◆ Given request A:
Rewrite the entries from the line containing "Crop-scouting request: mark the tall" through the end of the entries, inclusive, keeping the requests and multiplying every point coordinate in the answers by 1.25, rounded to whole numbers with halves rounded up.

___ Excerpt provided

Dense prediction tasks such as semantic segmentation [8, 28, 46] and boundary detection [32, 1] are fundamental enablers for many computer vision applications. Semantic segmentation requires predictors to absorb intra-class variability while establishing inter-class decision boundaries. Boundary detection also requires an understanding of fine-grained scene details and object-level boundaries. A popular solution is to exploit the multi-scale representations to balance preserving spatial details from shallower features and maintaining relevant semantic context in deeper ones.

Figure 1. Attentive Feature Aggregation.  $F_s$  is the shallower input feature and  $F_d$  is the deeper one. We use attention to aggregate different scale or level information and obtain aggregated feature  $F_{agg}$  with rich representation.

There are two major approaches to obtaining effective multi-scale representations. Dilated convolutions [47] can aggregate context information while preserving spatial information. Most of the top performing segmentation methods adopt this approach [6, 54, 48, 38] to extract contextual pixel-wise information. The drawback is the extensive usage of layer memory for storing high-resolution feature maps. An alternative approach is to progressively downsample the layer resolution as in image classification networks and then upsample the resolution by aggregating information from different layer scales with layer concatenations [25, 49, 31]. Methods using this approach achieve state-of-the-art results with reduced computational efforts and fewer parameters [39]. Even though many works design new network architectures to effectively aggregate multi-scale information, the predominant aggregation operations are still feature concatenation or summation [31, 25, 39, 49, 53]. These linear operations do not consider feature interactions or selections between different levels or scales.

______

◆ Given request B:
In one to three sentences, explain what drawback the excerpt on dense prediction gives for obtaining multi-scale representations with dilated convolutions.

___ Records provided

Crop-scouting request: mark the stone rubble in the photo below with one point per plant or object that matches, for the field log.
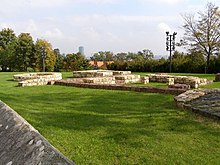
(194, 82)
(202, 101)
(36, 79)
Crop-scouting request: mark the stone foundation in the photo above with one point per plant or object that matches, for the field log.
(194, 82)
(106, 77)
(74, 83)
(36, 79)
(203, 101)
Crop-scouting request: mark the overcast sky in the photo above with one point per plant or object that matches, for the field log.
(99, 25)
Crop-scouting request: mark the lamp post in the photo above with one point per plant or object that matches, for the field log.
(170, 45)
(44, 54)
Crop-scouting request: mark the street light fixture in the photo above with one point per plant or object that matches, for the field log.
(170, 45)
(44, 54)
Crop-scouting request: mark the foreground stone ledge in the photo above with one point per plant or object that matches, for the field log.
(202, 101)
(69, 82)
(21, 144)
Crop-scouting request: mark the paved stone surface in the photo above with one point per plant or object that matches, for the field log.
(21, 144)
(203, 101)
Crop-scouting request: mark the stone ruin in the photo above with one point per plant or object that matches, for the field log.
(36, 79)
(191, 81)
(21, 144)
(105, 77)
(124, 77)
(202, 101)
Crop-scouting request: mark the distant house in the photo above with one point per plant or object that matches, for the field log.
(100, 64)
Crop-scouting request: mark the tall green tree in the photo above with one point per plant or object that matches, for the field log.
(25, 56)
(50, 58)
(59, 60)
(203, 33)
(8, 41)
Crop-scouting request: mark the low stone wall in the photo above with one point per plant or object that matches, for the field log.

______

◆ Complete response A:
Crop-scouting request: mark the tall green tree in the photo above with one point per plant or object that matches, for the field log.
(31, 70)
(63, 73)
(74, 75)
(254, 41)
(10, 51)
Crop-scouting request: mark the low stone wall in the photo above with one point per plant or object that matches, for the field log.

◆ Complete response B:
Dilated convolutions use a great deal of layer memory because they must store high-resolution feature maps.